About this exercise
Please repeat exactly the line containing "# point at: player's head (one per instance)" and each line after it in the records below, through the last.

Supplied records
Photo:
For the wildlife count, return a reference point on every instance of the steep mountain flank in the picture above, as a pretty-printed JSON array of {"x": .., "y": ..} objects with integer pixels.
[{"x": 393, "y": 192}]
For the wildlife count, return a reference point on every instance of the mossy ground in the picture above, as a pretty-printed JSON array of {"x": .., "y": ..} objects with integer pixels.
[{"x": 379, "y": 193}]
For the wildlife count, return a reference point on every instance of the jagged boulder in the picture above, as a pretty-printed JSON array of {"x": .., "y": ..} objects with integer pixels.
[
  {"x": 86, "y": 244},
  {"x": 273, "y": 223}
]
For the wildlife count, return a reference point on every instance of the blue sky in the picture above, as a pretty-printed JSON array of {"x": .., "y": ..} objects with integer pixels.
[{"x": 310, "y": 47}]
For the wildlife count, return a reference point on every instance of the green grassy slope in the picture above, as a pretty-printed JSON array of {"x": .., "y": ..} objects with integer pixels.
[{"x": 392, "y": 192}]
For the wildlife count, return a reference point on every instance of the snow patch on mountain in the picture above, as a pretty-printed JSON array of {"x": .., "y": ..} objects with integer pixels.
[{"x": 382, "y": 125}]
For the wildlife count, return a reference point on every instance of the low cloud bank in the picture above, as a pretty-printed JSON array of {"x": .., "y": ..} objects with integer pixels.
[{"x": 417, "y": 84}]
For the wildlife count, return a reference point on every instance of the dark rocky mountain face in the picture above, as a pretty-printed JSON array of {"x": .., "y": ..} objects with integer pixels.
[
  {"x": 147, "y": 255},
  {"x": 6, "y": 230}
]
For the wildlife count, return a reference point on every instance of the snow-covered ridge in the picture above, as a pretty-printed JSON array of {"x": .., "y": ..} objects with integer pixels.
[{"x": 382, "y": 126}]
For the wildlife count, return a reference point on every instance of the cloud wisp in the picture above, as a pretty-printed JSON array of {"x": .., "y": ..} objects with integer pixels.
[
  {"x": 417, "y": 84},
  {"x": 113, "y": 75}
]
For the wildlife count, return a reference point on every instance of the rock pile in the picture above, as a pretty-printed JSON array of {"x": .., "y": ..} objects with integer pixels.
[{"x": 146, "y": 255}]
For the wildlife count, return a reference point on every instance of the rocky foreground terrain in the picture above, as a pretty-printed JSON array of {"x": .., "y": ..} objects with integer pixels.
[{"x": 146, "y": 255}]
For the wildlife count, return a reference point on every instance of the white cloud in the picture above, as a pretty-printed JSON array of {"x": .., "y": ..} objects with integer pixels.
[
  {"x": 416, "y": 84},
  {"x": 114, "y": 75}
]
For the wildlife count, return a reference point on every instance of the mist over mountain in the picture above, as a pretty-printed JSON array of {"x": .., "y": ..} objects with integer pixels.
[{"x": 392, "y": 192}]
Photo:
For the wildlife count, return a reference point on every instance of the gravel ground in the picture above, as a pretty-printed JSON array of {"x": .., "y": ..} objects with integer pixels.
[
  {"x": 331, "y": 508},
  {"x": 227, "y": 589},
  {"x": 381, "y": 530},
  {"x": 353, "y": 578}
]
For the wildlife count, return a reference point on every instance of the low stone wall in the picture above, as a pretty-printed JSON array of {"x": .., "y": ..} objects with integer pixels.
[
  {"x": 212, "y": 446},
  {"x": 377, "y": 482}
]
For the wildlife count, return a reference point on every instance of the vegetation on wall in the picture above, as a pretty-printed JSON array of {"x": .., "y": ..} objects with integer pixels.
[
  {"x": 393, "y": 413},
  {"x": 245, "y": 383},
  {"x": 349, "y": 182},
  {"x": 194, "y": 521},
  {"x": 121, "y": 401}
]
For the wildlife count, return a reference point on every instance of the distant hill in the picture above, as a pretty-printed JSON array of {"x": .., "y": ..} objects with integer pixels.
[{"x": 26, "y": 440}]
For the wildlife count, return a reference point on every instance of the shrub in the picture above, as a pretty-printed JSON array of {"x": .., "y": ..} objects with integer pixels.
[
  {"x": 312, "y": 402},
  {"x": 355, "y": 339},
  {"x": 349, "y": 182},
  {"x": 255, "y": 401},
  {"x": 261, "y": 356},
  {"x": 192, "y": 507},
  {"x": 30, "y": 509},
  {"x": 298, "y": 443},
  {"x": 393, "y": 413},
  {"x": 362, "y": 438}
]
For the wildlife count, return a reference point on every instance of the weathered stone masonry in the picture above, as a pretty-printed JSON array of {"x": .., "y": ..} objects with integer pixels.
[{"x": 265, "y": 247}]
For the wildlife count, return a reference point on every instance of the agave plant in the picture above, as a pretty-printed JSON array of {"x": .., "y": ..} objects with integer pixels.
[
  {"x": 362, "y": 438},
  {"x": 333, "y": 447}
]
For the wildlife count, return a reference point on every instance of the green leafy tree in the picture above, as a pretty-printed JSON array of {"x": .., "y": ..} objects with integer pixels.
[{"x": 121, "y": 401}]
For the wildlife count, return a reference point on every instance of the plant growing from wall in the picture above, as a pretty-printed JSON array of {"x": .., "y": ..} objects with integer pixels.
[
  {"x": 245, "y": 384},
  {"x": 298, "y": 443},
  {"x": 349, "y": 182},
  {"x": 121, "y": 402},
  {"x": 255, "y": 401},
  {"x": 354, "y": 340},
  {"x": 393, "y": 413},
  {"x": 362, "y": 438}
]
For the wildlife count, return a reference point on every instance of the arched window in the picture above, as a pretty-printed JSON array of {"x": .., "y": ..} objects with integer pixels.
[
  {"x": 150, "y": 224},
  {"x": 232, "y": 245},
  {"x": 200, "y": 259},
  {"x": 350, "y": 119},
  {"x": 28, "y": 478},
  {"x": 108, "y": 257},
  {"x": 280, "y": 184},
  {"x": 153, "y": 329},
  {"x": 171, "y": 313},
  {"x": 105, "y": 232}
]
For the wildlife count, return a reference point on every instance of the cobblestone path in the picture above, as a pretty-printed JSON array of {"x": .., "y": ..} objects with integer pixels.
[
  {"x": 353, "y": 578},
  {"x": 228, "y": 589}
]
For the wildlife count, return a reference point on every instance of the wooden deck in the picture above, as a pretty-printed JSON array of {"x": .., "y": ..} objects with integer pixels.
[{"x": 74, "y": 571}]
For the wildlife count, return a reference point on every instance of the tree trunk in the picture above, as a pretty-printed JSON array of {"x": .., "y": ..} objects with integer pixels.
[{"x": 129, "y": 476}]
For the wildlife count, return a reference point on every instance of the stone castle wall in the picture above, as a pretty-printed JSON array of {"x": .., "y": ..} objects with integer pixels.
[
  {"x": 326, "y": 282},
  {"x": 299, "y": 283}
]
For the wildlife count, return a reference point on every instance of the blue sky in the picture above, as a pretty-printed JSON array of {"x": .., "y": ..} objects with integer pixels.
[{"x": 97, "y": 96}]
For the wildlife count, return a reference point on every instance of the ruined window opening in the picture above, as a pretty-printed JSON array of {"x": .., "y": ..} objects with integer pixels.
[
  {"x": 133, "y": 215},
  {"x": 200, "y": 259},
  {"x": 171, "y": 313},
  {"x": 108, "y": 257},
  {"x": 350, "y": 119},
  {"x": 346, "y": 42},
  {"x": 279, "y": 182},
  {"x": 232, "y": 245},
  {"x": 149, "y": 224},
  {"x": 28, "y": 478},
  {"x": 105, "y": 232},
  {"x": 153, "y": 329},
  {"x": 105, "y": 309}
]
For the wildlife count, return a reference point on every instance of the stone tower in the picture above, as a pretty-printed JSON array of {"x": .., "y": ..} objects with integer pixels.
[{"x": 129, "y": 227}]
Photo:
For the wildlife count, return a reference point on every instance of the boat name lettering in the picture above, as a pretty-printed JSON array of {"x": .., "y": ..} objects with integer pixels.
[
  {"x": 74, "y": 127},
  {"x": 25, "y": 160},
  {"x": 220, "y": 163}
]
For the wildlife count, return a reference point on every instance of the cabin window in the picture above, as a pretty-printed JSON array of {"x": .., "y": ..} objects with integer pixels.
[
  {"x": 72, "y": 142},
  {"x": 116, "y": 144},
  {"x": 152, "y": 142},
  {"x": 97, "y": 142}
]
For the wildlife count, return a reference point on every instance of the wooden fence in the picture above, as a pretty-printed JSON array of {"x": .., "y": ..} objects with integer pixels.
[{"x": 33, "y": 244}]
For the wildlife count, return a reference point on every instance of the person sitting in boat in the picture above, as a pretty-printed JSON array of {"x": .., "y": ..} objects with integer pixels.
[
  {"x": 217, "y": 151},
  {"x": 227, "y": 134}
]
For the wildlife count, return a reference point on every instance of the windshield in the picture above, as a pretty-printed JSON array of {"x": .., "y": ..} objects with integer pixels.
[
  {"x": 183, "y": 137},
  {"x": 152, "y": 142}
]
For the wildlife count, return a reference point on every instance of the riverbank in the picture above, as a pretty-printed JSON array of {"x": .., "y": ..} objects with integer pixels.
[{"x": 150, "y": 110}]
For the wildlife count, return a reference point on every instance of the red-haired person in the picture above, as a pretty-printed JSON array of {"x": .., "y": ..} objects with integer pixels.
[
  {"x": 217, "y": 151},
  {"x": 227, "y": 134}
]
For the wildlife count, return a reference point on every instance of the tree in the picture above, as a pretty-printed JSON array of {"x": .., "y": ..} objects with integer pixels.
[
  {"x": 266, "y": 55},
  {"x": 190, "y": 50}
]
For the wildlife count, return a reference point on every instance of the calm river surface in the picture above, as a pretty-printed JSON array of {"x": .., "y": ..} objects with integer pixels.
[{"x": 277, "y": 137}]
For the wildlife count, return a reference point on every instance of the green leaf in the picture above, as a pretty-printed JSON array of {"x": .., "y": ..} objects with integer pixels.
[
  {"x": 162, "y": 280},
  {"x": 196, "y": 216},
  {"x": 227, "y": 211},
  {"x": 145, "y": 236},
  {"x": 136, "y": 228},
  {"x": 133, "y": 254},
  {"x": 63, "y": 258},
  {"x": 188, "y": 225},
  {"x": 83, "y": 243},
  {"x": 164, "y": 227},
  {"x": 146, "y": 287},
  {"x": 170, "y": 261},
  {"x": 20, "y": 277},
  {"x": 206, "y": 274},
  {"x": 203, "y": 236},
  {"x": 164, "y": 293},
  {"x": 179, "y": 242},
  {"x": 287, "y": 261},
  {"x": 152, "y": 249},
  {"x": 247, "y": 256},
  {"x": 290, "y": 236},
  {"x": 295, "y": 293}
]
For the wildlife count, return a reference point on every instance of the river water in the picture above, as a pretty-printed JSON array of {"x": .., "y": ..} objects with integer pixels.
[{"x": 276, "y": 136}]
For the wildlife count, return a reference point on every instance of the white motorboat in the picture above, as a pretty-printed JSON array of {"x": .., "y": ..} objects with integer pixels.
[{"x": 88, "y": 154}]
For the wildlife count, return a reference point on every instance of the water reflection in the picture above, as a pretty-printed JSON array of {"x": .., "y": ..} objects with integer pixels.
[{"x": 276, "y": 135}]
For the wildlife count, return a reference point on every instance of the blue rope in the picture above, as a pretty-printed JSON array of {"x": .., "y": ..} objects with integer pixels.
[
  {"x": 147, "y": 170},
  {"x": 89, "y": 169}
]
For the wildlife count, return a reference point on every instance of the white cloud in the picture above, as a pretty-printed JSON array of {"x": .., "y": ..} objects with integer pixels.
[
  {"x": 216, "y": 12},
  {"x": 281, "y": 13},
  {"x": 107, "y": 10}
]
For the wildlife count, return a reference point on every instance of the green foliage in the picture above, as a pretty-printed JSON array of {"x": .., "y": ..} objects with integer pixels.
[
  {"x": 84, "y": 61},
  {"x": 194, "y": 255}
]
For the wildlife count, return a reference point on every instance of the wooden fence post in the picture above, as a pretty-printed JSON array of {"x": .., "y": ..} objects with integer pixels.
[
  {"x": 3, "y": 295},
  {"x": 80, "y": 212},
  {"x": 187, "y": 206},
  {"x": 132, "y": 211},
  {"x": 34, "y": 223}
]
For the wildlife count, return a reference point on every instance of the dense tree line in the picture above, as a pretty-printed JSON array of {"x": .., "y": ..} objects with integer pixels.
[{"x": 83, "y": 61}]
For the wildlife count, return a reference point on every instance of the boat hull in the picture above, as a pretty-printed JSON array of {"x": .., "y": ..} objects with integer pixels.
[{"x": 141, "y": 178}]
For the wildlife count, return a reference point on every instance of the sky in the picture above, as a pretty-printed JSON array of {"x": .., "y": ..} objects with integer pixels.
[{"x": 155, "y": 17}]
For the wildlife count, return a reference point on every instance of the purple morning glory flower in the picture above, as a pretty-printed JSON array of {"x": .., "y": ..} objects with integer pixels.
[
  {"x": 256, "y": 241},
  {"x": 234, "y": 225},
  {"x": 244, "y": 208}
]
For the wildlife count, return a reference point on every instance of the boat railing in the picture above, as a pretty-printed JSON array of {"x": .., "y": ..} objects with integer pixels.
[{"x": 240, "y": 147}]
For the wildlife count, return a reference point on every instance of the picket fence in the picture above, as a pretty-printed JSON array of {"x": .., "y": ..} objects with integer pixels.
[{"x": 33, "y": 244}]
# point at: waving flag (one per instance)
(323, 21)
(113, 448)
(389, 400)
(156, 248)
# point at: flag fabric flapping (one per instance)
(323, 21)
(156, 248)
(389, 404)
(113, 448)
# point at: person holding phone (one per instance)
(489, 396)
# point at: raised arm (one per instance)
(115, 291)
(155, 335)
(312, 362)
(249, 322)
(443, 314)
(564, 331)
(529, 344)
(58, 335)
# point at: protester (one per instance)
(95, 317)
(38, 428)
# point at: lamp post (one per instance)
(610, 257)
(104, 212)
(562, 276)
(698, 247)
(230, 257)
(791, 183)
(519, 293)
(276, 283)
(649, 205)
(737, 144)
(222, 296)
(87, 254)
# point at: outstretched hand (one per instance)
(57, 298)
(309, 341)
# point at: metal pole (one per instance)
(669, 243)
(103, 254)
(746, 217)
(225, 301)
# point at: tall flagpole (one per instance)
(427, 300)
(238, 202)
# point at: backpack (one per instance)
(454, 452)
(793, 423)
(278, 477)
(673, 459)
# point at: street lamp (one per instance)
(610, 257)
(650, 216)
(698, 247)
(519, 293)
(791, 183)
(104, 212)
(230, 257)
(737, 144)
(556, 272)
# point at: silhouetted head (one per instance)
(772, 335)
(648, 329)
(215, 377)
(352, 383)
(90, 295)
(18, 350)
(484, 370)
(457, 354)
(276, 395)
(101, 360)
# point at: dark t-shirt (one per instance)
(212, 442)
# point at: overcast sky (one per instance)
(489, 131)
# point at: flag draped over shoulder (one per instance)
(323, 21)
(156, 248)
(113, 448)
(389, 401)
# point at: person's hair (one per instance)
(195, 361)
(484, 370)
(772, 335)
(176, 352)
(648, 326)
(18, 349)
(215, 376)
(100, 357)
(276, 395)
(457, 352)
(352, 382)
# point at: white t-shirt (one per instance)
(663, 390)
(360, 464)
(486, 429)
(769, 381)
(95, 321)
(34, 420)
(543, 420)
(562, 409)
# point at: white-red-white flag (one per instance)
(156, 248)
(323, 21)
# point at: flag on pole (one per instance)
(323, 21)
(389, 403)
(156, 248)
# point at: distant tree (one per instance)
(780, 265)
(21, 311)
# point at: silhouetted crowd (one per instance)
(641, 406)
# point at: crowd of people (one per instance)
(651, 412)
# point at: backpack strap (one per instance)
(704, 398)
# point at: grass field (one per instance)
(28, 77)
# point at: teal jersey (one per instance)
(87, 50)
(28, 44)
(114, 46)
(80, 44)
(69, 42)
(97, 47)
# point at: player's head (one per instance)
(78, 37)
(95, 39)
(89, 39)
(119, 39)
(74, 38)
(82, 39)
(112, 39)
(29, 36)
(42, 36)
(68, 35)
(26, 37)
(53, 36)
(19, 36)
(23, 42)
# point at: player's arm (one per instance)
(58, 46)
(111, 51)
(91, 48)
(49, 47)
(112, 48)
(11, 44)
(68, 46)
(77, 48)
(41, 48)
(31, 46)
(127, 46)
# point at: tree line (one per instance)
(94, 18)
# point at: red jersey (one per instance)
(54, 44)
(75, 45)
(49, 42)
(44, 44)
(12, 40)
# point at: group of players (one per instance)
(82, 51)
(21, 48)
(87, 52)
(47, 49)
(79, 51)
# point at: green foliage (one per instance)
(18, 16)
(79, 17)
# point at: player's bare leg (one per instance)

Task result
# point at: player's head (one per instance)
(78, 37)
(95, 39)
(89, 39)
(119, 39)
(74, 38)
(82, 39)
(112, 39)
(29, 36)
(42, 36)
(68, 35)
(26, 37)
(53, 36)
(19, 36)
(23, 42)
# point at: player's arm (one per instance)
(58, 46)
(111, 51)
(91, 48)
(49, 47)
(112, 48)
(11, 44)
(68, 46)
(77, 48)
(41, 48)
(31, 46)
(127, 46)
# point at: tree line (one per instance)
(94, 18)
# point at: red jersey (one per instance)
(54, 44)
(75, 45)
(49, 42)
(44, 44)
(12, 40)
# point at: group of players (one per instance)
(82, 51)
(21, 48)
(87, 52)
(47, 49)
(79, 51)
# point at: green foliage (one per instance)
(18, 16)
(79, 17)
# point at: player's bare leg (one per instance)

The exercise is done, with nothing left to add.